Comunque non potrebbe negarsi che nella specie, diversamente da quanto ritenuto dal T.A.R., sussistessero i presupposti per il riconoscimento dell’errore scusabile, non solo per la situazione di obiettiva incertezza legata al contenuto della norma, ma anche per il comportamento del Comune, che, al terzo punto delle determinazioni dirigenziali n. 656/2010 e n. 696/2010, ha indicato che avverso essi provvedimenti era ammesso ricorso al T.A.R. “entro 60 giorni dalla notificazione”, il che costituirebbe presupposto per il riconoscimento dell’errore scusabile.
E) – Con la sentenza impugnata la domanda annullatoria formulata con il ricorso introduttivo del giudizio è stata ritenuta irricevibile innanzi tutto perché in base al D.Lgs. n. 53 del 2010, di modifica del D.Lgs. n. 163 del 2006, gli atti delle procedure di affidamento relative a pubblici lavori, servizi o forniture devono essere impugnati nel termine di trenta giorni e la revoca di un’aggiudicazione è indubbiamente un atto della procedura di affidamento, in base alla formulazione oggi contenuta nell’art. 120, comma 1, del c.p.a
In secondo luogo perché è stato ritenuto non invocabile l’errore scusabile (attualmente disciplinato dall’art. 37 del c.p.a., atteso che l’erronea indicazione, ai sensi dell’art. 3 della L. n. 241 del 1990, del termine o dell’Autorità cui ricorrere, può costituire presupposto per il suo riconoscimento purché nel caso concreto vi sia una qualche giustificata incertezza sugli strumenti di tutela utilizzabili da parte del destinatario dell’atto o per gravi impedimenti di fatto non imputabili al ricorrente.
In terzo luogo perché nel caso di specie si era verificato un errore materiale che non esonerava la parte ricorrente dall’assolvimento del dovere di ordinaria diligenza cui la stessa era tenuta, dovendo essa conoscere le pubblicizzate novità di cui al D.Lgs. n. 53 del 2010, riguardanti tutti gli atti della procedura di affidamento, inclusi quelli adottati in autotutela.
____
Breve esercizio 1 » Indichi quante righe dell'elenco contengono la stringa "surface", distinguendo tra maiuscole e minuscole. Riporti soltanto il numero.

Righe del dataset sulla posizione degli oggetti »
____
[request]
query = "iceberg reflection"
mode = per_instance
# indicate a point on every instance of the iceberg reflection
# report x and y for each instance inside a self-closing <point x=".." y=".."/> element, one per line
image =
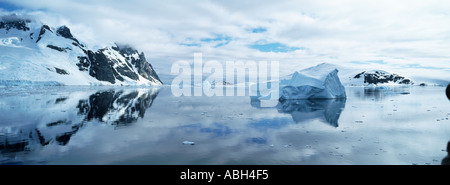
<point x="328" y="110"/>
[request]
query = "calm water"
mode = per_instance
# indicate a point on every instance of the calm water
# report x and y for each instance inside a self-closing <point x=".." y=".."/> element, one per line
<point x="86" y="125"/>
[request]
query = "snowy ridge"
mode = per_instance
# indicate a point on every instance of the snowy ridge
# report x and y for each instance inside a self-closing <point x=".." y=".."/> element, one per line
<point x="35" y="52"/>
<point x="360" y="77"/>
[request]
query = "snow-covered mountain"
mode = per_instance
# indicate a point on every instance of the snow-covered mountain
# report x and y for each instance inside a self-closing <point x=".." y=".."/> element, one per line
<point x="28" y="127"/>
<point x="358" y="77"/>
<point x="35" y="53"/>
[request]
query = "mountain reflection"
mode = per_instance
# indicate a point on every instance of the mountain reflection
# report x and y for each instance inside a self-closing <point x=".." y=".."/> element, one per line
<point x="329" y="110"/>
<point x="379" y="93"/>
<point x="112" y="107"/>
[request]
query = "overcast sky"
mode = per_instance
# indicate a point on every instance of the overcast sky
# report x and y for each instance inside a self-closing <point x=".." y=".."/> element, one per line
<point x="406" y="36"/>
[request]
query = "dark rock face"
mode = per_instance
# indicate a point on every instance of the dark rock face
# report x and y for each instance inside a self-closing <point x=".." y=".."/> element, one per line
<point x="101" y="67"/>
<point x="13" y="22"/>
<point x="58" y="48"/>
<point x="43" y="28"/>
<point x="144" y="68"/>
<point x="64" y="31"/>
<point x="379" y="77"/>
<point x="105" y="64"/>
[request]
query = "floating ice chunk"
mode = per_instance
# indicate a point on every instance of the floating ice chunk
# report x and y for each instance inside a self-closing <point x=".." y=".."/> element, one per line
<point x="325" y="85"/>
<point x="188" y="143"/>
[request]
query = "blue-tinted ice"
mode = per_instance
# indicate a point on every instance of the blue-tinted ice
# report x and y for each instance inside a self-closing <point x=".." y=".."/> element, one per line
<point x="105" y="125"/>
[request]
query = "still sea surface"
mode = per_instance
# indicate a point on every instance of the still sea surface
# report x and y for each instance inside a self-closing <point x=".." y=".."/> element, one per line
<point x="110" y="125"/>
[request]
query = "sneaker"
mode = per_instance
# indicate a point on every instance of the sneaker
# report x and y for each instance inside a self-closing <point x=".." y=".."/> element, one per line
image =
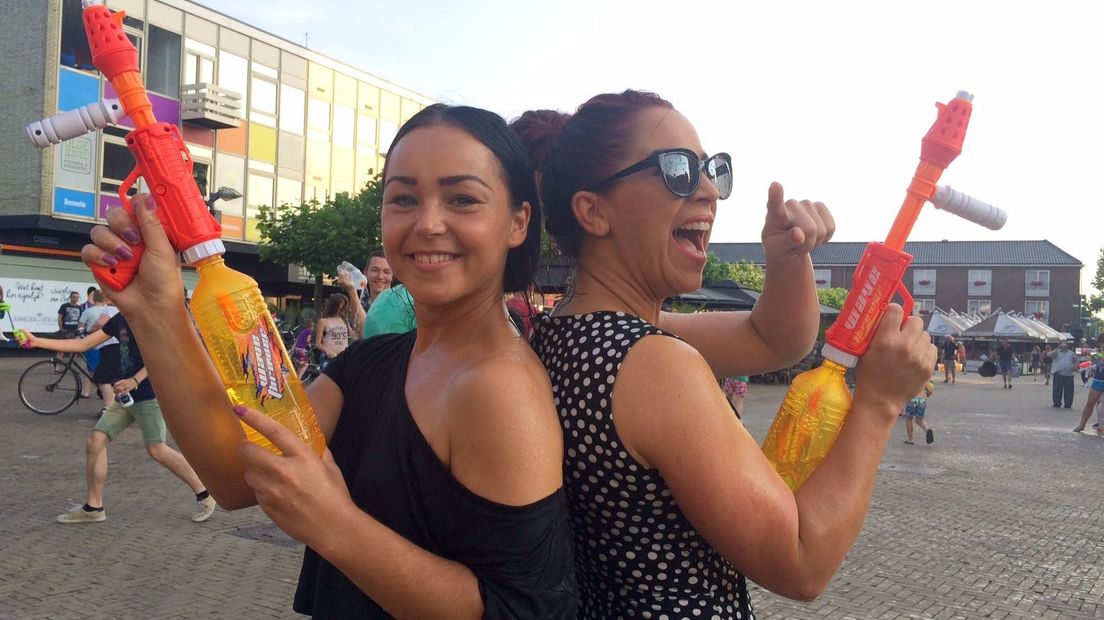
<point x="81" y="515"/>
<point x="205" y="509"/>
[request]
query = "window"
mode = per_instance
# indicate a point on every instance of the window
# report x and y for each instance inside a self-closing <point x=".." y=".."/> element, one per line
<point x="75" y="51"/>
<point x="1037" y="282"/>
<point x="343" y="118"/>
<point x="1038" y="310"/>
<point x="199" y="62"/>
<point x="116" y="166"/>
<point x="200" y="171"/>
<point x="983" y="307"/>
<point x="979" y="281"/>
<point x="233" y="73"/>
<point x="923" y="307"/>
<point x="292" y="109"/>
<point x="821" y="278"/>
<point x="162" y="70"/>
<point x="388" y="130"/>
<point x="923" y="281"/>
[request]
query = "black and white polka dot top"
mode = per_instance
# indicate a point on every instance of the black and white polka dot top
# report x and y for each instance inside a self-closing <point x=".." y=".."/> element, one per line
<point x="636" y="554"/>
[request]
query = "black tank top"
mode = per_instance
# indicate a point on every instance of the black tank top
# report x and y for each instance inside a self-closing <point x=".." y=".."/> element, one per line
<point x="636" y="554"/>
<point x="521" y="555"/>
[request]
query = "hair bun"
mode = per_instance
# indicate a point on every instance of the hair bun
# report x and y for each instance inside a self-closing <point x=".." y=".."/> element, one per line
____
Breve esercizio 2 » Secondo l'estratto della pagina, in base al D.Lgs. n. 53 del 2010 entro quale termine devono essere impugnati gli atti delle procedure di affidamento relative a pubblici lavori, servizi o forniture?

Risposta scritta 1 » 2

Risposta scritta 2 » Nel termine di trenta giorni.